*** Block opens ***
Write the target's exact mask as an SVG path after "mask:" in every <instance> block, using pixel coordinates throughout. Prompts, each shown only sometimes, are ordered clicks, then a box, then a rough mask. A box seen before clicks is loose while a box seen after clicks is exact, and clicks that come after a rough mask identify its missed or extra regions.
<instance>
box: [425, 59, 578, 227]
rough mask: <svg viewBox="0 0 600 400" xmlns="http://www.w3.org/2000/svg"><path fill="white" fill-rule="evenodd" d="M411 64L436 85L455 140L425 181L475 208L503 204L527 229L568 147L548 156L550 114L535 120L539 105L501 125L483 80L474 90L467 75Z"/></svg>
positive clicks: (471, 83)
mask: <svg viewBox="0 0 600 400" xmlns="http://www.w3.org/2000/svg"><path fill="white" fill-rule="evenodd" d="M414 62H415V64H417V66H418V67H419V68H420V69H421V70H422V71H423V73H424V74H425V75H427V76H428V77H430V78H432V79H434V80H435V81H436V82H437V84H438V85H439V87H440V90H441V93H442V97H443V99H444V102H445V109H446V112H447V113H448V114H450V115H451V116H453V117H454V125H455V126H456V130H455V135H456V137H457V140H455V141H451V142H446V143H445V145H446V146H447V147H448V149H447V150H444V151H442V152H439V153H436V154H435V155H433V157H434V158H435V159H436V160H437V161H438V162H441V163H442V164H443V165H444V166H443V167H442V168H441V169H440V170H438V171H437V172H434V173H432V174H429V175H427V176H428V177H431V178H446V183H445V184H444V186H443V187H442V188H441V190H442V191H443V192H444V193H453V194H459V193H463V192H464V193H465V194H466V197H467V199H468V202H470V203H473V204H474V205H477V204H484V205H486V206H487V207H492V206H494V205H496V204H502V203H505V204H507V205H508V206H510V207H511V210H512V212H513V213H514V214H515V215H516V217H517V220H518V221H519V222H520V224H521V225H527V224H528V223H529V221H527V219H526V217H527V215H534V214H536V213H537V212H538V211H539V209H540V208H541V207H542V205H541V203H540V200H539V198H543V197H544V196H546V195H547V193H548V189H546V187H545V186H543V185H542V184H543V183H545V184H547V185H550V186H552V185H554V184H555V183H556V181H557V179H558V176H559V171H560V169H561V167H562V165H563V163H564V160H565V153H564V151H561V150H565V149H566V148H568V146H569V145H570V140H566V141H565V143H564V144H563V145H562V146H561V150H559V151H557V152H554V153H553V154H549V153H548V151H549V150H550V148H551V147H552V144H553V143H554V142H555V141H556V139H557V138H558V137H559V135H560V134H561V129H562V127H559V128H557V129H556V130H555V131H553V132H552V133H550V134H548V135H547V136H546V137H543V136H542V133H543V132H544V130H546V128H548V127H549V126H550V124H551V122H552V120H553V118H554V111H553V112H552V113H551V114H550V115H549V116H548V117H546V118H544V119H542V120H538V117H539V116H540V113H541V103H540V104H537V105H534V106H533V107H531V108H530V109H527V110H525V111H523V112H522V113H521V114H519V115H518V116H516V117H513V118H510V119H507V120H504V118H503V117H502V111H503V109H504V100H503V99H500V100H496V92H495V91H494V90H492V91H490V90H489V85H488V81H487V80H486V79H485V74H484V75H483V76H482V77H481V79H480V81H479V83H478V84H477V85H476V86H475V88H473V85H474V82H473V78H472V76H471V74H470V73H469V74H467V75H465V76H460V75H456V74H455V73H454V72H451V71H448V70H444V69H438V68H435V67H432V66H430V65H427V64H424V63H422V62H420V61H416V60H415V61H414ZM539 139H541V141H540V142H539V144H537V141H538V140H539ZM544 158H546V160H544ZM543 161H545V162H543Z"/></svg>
*** Block closes ***
[Work order]: Give the exact lines, and only those, from the line containing "box: [425, 59, 578, 227]" through the line containing "rough mask: <svg" in the entries above.

[Output of the task]:
box: [425, 59, 578, 227]
rough mask: <svg viewBox="0 0 600 400" xmlns="http://www.w3.org/2000/svg"><path fill="white" fill-rule="evenodd" d="M411 64L436 85L455 140L425 181L475 208L503 204L527 229L568 147L548 156L550 114L535 120L539 105L501 125L483 80L474 90L467 75Z"/></svg>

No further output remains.